═════ TEXTO DE LECTURA ═════

VI. MUNDO VENIDERO. Más correctamente «siglo venidero», conforme al original gr. aión, αἰών, que hace referencia al mundo futuro, a la nueva dispensación divina que se avecina, en la que el tiempo se subsume en la eternidad. Tendrá lugar a la segunda venida de Cristo, cuando los muertos resucitarán (Lc. 20:35; Ef. 1:21; 2:7; Heb. 6:5). Habiendo ya gustado del poder del mundo venidero, el creyente sabe adónde se dirige (2 Cor. 1:22; 5:1, 5; Heb 6:5).

═════

* [TRABAJO POR REALIZAR]
Extrae literalmente del pasaje sobre el mundo venidero el fragmento que va desde "VI. MUNDO VENIDERO." hasta "5; Heb 6:5).". Los registros no guardan relación alguna con el pasaje sobre el mundo venidero.

═════ MATERIAL DE ESTUDIO ═════

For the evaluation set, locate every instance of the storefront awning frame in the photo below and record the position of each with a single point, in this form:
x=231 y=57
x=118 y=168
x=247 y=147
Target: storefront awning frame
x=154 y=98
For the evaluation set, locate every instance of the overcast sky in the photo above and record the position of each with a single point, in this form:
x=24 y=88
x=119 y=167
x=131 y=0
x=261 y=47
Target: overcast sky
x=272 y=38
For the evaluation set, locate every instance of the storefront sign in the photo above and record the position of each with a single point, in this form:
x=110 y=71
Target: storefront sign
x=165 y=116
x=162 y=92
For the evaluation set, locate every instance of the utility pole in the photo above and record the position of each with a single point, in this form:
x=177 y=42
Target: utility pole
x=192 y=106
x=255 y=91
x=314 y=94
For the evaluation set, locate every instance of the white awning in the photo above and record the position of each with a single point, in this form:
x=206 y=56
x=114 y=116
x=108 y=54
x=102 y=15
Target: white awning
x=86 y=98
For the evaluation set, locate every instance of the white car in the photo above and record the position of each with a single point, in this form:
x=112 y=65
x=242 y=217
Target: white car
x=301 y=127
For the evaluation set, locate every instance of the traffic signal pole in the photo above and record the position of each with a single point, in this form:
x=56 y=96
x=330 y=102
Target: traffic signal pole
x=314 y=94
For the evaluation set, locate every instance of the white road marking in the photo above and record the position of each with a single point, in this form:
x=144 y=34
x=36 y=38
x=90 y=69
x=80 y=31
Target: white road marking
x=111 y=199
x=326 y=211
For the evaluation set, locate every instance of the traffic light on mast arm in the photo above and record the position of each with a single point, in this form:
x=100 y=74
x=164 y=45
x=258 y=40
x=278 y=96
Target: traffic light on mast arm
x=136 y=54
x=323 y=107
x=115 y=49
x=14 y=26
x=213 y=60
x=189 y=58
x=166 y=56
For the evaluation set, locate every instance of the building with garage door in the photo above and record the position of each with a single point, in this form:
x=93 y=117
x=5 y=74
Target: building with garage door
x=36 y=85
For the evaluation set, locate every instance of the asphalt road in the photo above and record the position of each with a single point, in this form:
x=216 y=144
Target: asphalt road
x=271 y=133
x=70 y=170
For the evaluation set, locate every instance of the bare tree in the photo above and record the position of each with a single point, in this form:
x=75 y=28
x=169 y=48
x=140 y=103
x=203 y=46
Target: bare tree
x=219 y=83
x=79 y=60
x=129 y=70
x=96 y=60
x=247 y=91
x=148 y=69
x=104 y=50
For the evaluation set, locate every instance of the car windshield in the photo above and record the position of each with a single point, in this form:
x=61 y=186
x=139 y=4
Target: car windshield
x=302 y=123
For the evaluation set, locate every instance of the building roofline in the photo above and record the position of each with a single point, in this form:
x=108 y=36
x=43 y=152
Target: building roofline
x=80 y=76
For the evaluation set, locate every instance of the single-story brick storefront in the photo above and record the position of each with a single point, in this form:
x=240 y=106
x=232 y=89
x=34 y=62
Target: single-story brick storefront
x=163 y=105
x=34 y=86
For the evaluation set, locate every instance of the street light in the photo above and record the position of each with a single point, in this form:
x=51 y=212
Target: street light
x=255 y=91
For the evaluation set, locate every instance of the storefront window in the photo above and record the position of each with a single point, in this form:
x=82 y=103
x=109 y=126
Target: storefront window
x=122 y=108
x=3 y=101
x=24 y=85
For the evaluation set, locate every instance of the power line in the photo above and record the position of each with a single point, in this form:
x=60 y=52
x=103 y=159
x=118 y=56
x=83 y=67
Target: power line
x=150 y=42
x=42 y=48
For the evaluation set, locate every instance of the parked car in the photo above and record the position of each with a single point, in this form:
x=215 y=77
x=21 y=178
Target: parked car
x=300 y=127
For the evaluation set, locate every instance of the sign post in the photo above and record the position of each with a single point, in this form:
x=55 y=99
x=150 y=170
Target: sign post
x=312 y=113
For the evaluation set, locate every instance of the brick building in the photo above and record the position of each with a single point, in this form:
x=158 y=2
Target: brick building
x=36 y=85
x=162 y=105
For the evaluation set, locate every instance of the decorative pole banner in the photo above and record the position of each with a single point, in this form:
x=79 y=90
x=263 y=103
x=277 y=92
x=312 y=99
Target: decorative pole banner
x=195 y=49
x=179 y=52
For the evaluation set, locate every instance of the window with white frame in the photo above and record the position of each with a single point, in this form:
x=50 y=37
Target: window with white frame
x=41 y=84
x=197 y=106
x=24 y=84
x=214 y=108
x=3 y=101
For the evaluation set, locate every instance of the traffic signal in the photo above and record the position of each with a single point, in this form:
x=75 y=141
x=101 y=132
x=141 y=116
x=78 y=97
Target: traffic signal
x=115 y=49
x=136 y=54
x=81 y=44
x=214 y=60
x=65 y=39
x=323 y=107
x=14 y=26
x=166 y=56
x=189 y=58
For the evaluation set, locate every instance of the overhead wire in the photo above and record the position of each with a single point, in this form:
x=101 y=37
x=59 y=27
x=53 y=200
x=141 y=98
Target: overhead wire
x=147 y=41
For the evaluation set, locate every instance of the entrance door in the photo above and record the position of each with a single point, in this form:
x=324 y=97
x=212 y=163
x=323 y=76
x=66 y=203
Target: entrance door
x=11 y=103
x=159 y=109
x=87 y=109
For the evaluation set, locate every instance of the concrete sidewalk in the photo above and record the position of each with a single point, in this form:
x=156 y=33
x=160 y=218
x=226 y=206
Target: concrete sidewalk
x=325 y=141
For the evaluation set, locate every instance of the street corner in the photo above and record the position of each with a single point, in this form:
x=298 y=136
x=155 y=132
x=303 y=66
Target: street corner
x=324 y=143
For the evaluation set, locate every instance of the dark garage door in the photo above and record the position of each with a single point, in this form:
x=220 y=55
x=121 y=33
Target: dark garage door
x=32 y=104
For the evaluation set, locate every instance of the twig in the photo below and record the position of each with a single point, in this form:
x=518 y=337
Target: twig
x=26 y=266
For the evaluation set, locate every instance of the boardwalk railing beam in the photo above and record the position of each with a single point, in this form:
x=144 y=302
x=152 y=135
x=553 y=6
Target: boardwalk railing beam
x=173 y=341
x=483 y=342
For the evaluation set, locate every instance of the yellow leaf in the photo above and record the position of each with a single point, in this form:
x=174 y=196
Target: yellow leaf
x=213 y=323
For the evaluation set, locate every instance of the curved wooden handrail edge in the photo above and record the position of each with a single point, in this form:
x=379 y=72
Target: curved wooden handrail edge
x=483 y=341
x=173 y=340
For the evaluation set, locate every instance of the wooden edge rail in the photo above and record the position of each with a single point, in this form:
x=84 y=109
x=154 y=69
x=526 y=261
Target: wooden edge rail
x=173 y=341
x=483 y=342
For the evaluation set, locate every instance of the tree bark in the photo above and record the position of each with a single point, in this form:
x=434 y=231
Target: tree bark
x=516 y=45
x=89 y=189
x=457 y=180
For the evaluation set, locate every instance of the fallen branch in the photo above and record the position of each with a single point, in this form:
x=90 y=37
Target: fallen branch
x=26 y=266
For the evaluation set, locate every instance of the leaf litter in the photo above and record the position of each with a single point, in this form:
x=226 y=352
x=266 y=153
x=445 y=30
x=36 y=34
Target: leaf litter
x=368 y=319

═════
═════ MATERIAL DE ESTUDIO ═════

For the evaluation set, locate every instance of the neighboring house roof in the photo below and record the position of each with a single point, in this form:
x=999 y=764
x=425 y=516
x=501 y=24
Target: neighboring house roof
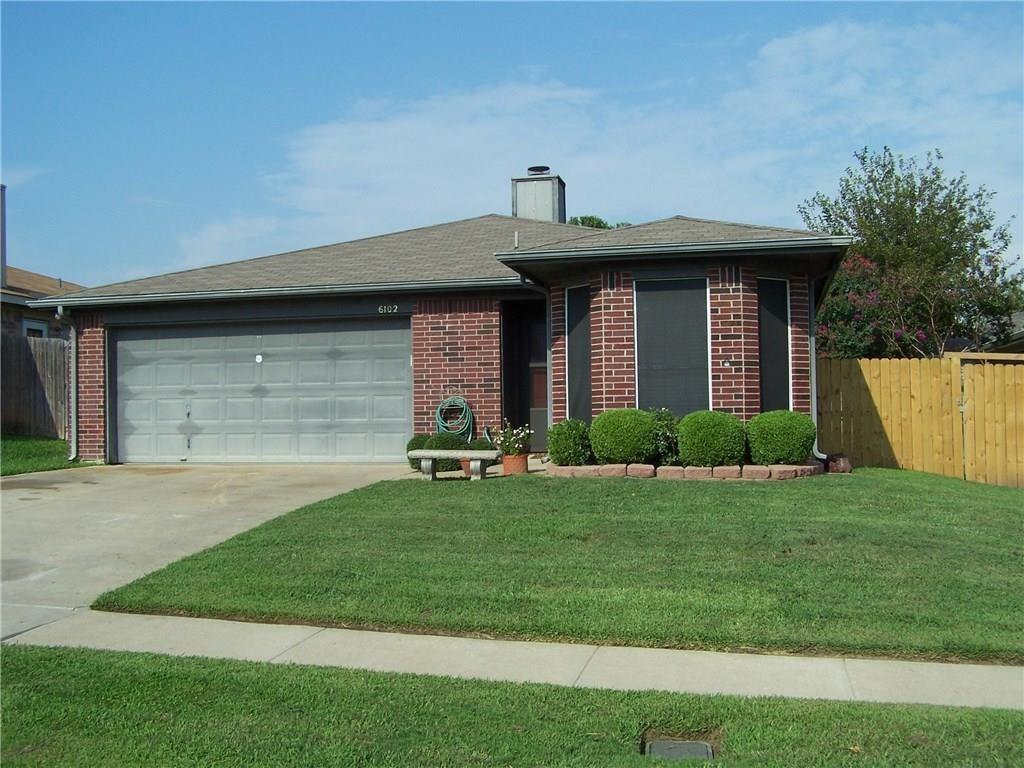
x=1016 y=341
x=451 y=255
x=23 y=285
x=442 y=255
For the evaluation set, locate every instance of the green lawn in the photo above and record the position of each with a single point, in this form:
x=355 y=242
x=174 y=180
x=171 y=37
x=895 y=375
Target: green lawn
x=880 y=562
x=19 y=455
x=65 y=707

═════

* [RESPUESTA]
VI. MUNDO VENIDERO. Más correctamente «siglo venidero», conforme al original gr. aión, αἰών, que hace referencia al mundo futuro, a la nueva dispensación divina que se avecina, en la que el tiempo se subsume en la eternidad. Tendrá lugar a la segunda venida de Cristo, cuando los muertos resucitarán (Lc. 20:35; Ef. 1:21; 2:7; Heb. 6:5). Habiendo ya gustado del poder del mundo venidero, el creyente sabe adónde se dirige (2 Cor. 1:22; 5:1, 5; Heb 6:5).